Görevler
1/ CHP ile ilgili metne göre CHP’den ayrılmak ve parti kurmak neyin işi olamaz?
2/ CHP ile ilgili metinde "Ama sakın unutma, bütün" sözlerinden başlayıp "olsa etkisiz kılmıştır." sözleri de dahil olmak üzere bu sözlere kadar uzanan bölümü hiç değiştirmeden tekrar yazın.
3/ CHP ile ilgili metindeki "Hepimiz kurultay kararlarına saygılı olmalıyız." cümlesini İngilizceye çevirin.

Ama sakın unutma, bütün bunlar, sana bu destekler, sen CHP’nin adayı olduğun, CHP’nin ilkelerini, Atatürk Cumhuriyeti’ni, demokrasiyi, barışı, özgürlükleri inançla savunduğun ve bunları CHP ile gerçekleştirebileceğin için verildi!
Sen, Ecevit, Baykal, Kılıçdaroğlu, İmamoğlu CHP’den büyük değilsiniz ve hepiniz CHP ile önemli ve değerlisiniz!
Hepimiz kurultay kararlarına saygılı olmalıyız. Lütfen bak; CHP’deki kimi rakiplerin seni incitmek, etkisiz ve itibarsız kılmak için tasvip edilemez yöntemlere başvurmuşlarsa da kurultay onları kısmen de olsa etkisiz kılmıştır.
Partinin mevcut yönetiminin Cumhurbaşkanı adaylığını layıkıyla yapan İnce’ye hak ettiği değeri vermemiş ve kendisini destekleyenleri milletvekili ve belediye başkan adayı yapmamış olmasının hesabı, ancak partili olarak, partide yapılacak demokratik mücadele ile sorulabilir.
CHP’den ayrılmak, parti kurmak normal aklın işi olamaz! Tek bir oyun bile önemli olduğu bu ucube başkanlık sisteminde ‘bir bölen’ olmanın haklı hiçbir mazereti yoktur! Üç gündür medyada yazılanlara, söylenenlere; karşı tarafta ellerini ovuşturanlara bir bak, gerçeği gör; sana övgüler, güzellemeler, esasında sana, Atatürk Cumhuriyeti’ne hakarettir; başarılı millet ittifakını bozma oyunudur. CHP’den kopacak tek kişi, kaybedilecek tek oy bile Erdoğan’ın kurumakta olan değirmenine su taşımaktır!”

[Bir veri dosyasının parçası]
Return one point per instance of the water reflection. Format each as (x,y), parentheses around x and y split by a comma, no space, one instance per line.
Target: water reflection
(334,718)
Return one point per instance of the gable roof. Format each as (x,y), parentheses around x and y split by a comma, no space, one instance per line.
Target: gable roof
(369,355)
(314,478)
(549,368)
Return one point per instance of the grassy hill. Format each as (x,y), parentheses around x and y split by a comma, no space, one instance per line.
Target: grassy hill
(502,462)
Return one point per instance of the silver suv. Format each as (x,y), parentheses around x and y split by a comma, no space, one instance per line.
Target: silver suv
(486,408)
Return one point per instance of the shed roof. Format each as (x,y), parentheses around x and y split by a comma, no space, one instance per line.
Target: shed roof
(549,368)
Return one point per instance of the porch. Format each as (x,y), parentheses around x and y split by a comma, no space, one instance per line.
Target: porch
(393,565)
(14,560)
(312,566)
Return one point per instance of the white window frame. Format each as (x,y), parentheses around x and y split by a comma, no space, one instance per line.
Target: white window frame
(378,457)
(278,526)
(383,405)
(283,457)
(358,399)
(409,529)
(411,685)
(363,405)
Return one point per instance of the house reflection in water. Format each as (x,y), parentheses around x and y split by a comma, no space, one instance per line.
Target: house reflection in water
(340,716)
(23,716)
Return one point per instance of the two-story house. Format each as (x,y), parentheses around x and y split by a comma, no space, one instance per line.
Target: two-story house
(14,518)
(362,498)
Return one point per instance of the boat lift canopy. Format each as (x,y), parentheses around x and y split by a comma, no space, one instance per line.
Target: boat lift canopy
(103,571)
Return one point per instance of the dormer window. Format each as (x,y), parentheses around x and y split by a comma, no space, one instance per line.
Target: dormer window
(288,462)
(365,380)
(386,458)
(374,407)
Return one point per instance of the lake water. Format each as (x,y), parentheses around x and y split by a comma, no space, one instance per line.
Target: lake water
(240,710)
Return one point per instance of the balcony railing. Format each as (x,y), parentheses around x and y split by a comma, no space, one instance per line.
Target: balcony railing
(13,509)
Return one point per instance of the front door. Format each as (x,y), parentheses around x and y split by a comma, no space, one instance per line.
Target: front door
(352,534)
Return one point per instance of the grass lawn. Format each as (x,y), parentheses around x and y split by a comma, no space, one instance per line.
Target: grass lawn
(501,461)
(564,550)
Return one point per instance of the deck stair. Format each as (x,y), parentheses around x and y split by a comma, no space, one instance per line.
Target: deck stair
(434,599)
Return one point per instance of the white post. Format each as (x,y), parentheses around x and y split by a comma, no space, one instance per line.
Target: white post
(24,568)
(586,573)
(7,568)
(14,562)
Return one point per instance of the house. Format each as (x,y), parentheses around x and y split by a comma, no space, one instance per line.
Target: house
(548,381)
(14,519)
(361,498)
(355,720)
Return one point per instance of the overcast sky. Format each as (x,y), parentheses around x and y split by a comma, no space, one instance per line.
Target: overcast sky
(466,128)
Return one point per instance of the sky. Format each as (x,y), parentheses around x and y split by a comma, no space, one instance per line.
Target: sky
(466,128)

Cevaplar
1/ Normal aklın işi olamaz.

2/
Ama sakın unutma, bütün bunlar, sana bu destekler, sen CHP’nin adayı olduğun, CHP’nin ilkelerini, Atatürk Cumhuriyeti’ni, demokrasiyi, barışı, özgürlükleri inançla savunduğun ve bunları CHP ile gerçekleştirebileceğin için verildi!
Sen, Ecevit, Baykal, Kılıçdaroğlu, İmamoğlu CHP’den büyük değilsiniz ve hepiniz CHP ile önemli ve değerlisiniz!
Hepimiz kurultay kararlarına saygılı olmalıyız. Lütfen bak; CHP’deki kimi rakiplerin seni incitmek, etkisiz ve itibarsız kılmak için tasvip edilemez yöntemlere başvurmuşlarsa da kurultay onları kısmen de olsa etkisiz kılmıştır.

3/ We must all respect the decisions of the party congress.